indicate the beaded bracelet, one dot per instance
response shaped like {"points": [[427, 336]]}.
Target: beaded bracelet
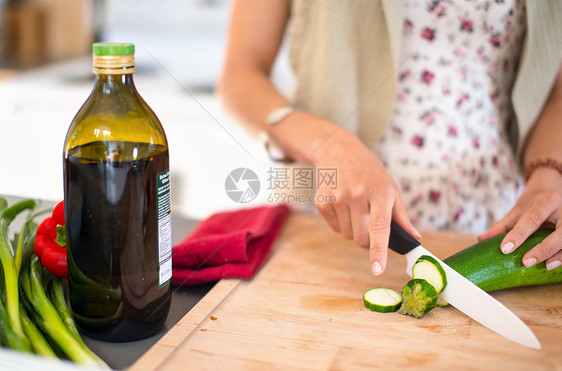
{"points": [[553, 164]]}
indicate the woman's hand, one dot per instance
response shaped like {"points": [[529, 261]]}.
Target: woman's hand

* * *

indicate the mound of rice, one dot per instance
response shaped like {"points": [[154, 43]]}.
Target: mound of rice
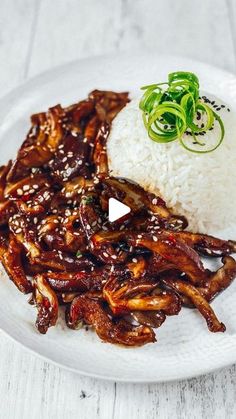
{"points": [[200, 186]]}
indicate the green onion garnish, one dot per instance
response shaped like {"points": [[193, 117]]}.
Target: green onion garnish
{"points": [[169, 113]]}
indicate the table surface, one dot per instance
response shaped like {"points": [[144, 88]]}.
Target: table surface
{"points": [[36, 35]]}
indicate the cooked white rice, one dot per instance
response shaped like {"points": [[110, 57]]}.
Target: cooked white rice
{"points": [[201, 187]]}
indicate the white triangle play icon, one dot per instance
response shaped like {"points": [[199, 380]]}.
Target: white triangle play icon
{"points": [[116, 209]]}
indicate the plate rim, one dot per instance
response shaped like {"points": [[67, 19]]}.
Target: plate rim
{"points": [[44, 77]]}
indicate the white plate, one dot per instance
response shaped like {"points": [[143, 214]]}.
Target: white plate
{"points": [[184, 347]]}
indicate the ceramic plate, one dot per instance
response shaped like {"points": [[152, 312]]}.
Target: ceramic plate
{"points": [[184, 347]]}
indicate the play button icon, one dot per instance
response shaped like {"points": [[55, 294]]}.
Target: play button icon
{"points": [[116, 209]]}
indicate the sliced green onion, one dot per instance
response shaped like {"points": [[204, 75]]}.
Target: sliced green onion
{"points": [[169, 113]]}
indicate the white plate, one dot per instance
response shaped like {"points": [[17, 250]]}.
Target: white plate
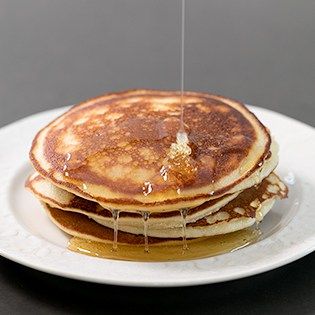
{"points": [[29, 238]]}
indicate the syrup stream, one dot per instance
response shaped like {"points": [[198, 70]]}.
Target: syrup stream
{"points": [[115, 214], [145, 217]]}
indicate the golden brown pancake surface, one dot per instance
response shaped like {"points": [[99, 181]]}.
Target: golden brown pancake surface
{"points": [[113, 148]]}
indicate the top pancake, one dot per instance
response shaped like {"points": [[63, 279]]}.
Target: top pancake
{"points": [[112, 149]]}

**Exercise**
Scale everything from the line containing "indicate the beaded" down to the line containing "Target: woman's hand", both included, by writing all of those lines out again with each point coordinate in the answers multiplied by 1.5 and rounded to a whole number, halves rounding up. Leave every other number unchanged and omit the pictures.

**Result**
indicate the beaded bracelet, one dot per instance
response shaped like {"points": [[427, 336]]}.
Target: beaded bracelet
{"points": [[830, 246]]}
indicate the woman's hand, one dot per instance
response shaped like {"points": [[529, 261]]}.
Target: woman's hand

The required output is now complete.